Quoted passage
>> Begin

In 1755, Laurence Oliphant of Gask married his cousin, Margaret, daughter of Duncan Robertson of Strowan, by the daughter of Lord Nairne. On the death of her brother, the aged chief of Strowan, his grand-nephew of Gask became heir of line of the family. Mr. Oliphant died Jan. 1, 1792. His grandson, James Blair Oliphant of Gask, succeeded, on the death of his elder brother, unmarried, Dec. 31, 1824, and was the 13th in descent from the first lord, and 23d from David de Olifard, the first of the name in Scotland.

Mr. Oliphant of Gask was, Aug. 18, 1839, served heir male of Francis, 10th Lord Oliphant, also heir of the body of William Oliphant of Newton, brother of Laurence, 3d Lord Oliphant. He was also heir general to the last acknowledged Lord Oliphant, and to the principal branch of the family. He married in 1840, Henrietta Graeme, only surviving daughter of Margaret Anne Graeme, daughter of William Grahame of Orchill by James Gillespie-Grahame, Esq. Mr. Blair Oliphant died in 1847.

>> End

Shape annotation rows

>> Begin

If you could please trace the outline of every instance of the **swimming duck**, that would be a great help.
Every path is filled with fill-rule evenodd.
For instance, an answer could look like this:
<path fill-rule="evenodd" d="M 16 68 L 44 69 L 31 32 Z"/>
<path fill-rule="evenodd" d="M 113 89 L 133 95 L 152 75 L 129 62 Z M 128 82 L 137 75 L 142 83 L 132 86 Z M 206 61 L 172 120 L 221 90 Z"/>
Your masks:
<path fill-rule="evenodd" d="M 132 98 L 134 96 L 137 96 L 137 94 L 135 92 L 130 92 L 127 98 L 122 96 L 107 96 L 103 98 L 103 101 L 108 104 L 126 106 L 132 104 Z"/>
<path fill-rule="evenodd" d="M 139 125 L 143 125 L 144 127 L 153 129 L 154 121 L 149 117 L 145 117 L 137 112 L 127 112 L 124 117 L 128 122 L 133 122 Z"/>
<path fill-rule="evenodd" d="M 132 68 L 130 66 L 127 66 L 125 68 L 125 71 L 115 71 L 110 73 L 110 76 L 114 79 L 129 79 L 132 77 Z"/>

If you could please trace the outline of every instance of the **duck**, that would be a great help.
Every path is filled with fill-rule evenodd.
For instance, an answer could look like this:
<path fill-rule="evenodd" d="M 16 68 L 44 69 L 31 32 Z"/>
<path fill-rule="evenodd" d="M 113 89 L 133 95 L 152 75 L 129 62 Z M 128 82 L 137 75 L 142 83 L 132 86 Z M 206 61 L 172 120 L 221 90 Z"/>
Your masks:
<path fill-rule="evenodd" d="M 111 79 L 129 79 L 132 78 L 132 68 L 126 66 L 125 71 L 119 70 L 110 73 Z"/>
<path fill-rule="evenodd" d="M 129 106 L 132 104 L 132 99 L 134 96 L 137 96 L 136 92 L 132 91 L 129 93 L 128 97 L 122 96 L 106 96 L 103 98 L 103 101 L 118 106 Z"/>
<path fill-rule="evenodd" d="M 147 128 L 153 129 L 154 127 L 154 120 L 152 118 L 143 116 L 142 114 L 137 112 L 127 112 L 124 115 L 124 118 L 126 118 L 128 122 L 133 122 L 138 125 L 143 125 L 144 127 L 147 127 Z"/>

>> End

Task instructions
a – Translate this sentence from the Oliphant family passage into Spanish: "He was also heir general to the last acknowledged Lord Oliphant, and to the principal branch of the family."
b – Please give again the lines from the rows, starting with the line that contains "the **duck**, that would be a great help." and going on through the line that contains "111 79 L 129".

Solutions
a – También era heredero general del último Lord Oliphant reconocido y de la rama principal de la familia.

b –
If you could please trace the outline of every instance of the **duck**, that would be a great help.
Every path is filled with fill-rule evenodd.
For instance, an answer could look like this:
<path fill-rule="evenodd" d="M 16 68 L 44 69 L 31 32 Z"/>
<path fill-rule="evenodd" d="M 113 89 L 133 95 L 152 75 L 129 62 Z M 128 82 L 137 75 L 142 83 L 132 86 Z M 206 61 L 172 120 L 221 90 Z"/>
Your masks:
<path fill-rule="evenodd" d="M 111 79 L 129 79 L 132 78 L 132 68 L 126 66 L 125 71 L 119 70 L 110 73 Z"/>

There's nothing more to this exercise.